Rewrite the entries between the lines holding "Identify the flowering" and "<point>352,1260</point>", inclusive, with every line kept, and shift each coordinate in the answer points up by 122 while leaving the sample points after each request as they are.

______

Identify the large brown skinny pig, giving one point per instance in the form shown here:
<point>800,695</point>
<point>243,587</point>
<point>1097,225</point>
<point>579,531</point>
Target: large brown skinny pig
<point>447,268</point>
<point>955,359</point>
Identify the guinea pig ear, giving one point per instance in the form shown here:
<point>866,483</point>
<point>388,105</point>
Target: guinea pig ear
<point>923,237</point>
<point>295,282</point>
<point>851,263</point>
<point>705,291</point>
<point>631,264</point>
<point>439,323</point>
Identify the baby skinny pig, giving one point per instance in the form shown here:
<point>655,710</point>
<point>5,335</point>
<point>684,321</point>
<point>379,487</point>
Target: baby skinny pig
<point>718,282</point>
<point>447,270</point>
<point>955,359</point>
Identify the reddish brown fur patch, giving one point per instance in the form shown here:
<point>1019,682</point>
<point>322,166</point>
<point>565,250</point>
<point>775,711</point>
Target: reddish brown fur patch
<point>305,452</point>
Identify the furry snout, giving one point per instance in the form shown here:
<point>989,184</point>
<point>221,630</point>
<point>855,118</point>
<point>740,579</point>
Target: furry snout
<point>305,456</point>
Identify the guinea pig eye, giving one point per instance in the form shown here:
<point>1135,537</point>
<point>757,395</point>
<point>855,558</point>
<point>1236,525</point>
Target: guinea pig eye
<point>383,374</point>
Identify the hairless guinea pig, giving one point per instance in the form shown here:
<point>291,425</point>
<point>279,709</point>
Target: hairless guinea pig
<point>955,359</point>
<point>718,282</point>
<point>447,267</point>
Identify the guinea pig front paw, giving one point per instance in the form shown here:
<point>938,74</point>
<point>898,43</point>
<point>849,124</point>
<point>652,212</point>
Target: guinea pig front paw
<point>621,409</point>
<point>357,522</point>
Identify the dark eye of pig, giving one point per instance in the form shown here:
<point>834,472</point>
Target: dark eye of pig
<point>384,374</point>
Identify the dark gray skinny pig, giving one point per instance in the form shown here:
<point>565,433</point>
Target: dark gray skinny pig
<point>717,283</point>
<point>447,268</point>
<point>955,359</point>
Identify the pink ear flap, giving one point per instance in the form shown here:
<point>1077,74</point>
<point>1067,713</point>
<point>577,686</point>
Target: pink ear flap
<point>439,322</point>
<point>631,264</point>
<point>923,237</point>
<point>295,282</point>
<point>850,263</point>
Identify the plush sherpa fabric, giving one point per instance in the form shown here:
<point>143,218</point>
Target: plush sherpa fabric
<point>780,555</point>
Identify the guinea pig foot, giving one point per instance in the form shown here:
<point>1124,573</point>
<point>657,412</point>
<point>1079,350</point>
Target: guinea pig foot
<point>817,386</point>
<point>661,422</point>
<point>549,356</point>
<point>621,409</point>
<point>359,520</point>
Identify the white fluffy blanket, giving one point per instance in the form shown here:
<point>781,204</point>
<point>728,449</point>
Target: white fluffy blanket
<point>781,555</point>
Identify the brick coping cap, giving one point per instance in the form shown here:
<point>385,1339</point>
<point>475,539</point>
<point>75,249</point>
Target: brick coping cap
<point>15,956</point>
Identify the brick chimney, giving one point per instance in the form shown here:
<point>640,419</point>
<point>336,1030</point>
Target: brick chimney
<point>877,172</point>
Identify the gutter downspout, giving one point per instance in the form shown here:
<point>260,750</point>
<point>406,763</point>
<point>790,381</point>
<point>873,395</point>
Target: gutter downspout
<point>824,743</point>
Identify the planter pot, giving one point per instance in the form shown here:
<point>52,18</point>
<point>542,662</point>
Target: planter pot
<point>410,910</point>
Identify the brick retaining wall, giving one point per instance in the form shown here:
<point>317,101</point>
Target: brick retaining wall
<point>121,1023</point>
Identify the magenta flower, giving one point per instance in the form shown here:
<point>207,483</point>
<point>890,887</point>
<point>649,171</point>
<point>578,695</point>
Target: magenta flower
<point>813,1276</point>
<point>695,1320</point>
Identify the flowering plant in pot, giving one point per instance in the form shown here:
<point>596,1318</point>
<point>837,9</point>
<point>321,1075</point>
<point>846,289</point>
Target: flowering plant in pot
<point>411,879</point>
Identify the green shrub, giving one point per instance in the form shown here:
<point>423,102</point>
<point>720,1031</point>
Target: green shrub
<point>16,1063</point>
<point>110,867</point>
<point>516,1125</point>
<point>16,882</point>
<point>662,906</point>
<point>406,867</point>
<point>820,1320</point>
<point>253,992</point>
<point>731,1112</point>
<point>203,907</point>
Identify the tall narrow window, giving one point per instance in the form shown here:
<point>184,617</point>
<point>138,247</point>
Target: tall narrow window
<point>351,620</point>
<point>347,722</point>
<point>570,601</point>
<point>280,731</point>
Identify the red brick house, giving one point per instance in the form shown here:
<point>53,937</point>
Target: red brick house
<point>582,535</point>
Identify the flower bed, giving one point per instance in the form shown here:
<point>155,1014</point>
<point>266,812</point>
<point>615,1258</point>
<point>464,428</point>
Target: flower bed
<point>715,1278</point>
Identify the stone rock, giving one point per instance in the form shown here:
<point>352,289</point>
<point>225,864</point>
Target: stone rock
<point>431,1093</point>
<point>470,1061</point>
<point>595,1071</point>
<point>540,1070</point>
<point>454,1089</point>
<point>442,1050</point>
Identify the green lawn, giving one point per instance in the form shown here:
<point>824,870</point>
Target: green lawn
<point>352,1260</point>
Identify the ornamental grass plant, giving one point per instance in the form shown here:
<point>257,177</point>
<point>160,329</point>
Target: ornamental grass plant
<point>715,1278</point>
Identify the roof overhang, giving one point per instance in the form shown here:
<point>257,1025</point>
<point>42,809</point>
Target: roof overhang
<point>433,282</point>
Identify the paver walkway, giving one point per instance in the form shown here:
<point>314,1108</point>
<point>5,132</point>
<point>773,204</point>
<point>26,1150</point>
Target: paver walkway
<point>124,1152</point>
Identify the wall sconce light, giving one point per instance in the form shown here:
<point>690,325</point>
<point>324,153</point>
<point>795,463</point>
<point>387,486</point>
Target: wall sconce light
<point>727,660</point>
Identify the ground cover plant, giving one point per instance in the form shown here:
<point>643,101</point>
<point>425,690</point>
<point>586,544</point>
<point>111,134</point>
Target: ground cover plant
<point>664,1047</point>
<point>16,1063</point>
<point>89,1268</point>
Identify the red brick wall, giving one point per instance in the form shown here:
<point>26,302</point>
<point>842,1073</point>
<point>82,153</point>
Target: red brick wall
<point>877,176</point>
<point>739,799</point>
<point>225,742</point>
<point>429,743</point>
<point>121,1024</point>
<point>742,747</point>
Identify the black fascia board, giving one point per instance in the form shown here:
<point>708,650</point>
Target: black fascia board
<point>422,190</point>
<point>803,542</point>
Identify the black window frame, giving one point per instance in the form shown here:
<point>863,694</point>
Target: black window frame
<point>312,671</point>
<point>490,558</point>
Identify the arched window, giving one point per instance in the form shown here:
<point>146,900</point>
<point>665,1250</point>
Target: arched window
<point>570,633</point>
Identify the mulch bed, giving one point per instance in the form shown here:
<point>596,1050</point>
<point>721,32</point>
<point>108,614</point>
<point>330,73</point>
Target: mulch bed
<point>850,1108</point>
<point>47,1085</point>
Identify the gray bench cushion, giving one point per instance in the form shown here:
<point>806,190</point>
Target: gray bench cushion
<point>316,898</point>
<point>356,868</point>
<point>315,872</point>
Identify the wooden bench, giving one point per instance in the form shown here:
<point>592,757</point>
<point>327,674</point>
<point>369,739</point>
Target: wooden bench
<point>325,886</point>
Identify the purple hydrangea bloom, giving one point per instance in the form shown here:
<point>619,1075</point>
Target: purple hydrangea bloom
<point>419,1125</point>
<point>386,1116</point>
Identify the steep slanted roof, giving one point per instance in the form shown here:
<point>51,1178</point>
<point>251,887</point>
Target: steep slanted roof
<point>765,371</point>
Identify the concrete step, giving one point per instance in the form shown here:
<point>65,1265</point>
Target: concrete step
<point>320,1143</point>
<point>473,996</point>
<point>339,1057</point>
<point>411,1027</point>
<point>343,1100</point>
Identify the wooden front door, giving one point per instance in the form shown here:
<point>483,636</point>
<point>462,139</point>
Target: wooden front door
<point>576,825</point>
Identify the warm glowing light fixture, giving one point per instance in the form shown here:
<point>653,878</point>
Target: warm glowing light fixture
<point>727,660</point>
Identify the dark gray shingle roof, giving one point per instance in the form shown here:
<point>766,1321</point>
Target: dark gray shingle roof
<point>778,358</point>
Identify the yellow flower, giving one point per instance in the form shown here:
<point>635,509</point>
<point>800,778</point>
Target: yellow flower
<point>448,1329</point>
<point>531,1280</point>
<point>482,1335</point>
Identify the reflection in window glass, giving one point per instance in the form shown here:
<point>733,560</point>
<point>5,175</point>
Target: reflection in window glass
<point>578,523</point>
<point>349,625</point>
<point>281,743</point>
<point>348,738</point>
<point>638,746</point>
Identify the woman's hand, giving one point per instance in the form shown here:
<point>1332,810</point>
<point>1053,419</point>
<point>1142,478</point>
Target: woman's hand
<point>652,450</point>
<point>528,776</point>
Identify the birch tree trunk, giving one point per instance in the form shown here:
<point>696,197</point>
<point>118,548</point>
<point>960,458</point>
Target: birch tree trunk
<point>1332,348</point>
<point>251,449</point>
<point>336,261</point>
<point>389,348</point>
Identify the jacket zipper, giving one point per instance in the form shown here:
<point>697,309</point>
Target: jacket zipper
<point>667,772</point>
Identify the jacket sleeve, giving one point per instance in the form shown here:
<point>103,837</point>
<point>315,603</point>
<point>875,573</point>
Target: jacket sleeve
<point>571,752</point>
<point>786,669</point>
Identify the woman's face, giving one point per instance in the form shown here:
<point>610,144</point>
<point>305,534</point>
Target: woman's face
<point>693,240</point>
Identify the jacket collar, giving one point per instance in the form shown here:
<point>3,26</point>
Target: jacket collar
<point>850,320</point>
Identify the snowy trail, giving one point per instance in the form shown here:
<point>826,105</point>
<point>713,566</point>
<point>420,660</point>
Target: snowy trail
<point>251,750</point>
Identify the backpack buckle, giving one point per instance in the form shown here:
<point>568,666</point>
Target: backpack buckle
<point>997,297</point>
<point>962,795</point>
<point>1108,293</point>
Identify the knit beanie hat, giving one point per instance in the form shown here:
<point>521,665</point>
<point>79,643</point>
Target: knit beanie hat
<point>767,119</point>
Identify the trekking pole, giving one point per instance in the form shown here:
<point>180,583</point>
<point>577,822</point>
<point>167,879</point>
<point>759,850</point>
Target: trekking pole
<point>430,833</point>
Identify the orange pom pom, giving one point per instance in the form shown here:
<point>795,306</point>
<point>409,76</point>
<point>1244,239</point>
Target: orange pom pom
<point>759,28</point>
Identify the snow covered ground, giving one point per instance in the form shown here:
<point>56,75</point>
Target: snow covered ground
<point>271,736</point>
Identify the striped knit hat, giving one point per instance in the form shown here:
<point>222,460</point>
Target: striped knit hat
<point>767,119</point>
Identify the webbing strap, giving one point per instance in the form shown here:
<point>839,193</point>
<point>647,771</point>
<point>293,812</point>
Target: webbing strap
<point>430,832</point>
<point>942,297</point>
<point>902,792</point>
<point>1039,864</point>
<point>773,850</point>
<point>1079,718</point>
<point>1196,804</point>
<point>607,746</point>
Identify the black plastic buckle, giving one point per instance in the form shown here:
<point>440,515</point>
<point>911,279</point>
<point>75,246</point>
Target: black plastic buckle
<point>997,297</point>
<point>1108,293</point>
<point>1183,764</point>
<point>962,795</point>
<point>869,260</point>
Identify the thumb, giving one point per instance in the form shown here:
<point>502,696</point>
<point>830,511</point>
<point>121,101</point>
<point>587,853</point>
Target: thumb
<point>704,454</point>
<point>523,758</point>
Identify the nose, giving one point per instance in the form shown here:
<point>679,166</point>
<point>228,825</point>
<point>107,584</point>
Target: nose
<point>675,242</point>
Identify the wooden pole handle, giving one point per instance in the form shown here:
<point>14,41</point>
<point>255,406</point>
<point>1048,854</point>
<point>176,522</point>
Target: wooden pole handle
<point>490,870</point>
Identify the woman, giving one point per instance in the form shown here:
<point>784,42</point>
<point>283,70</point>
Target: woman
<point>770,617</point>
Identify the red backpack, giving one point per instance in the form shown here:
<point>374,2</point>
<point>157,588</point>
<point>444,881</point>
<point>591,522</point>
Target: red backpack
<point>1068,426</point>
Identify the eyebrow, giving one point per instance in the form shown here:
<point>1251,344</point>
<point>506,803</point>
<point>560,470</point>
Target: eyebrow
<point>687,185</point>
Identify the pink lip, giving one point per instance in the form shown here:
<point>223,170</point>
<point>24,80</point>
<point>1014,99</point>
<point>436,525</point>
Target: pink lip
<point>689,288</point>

______

SOLUTION TO THIS EXERCISE →
Identify the flowering plant in pot, giving one point per instance in the form shown here:
<point>596,1318</point>
<point>837,9</point>
<point>321,1075</point>
<point>846,289</point>
Target: flowering plant in pot
<point>533,1001</point>
Identify the green shrub, giving one point per instance in the form shown here:
<point>423,102</point>
<point>720,1031</point>
Target: green shrub
<point>138,1185</point>
<point>232,989</point>
<point>638,1247</point>
<point>138,1004</point>
<point>784,1028</point>
<point>528,989</point>
<point>942,1442</point>
<point>375,1114</point>
<point>853,1234</point>
<point>325,1029</point>
Identify the tall narrow window, giving one point per instance in the form shown here:
<point>184,617</point>
<point>138,247</point>
Target: tall narrow window
<point>473,742</point>
<point>469,844</point>
<point>692,723</point>
<point>402,853</point>
Identify the red brick house, giving one point per instance in the form shown here:
<point>53,937</point>
Target: red brick house
<point>704,657</point>
Identify the flower bed, giving one point per instance in the form shown here:
<point>155,1014</point>
<point>266,812</point>
<point>615,1258</point>
<point>464,428</point>
Target: flower bed
<point>837,1400</point>
Identify the stone rock, giving one point per instance in the form shown here:
<point>352,289</point>
<point>225,864</point>
Target: stone rock
<point>553,1215</point>
<point>592,1183</point>
<point>717,1193</point>
<point>662,1192</point>
<point>576,1211</point>
<point>564,1172</point>
Identify the green lawn, giving one point per instance in the form shown here:
<point>824,870</point>
Target: green lawn
<point>474,1382</point>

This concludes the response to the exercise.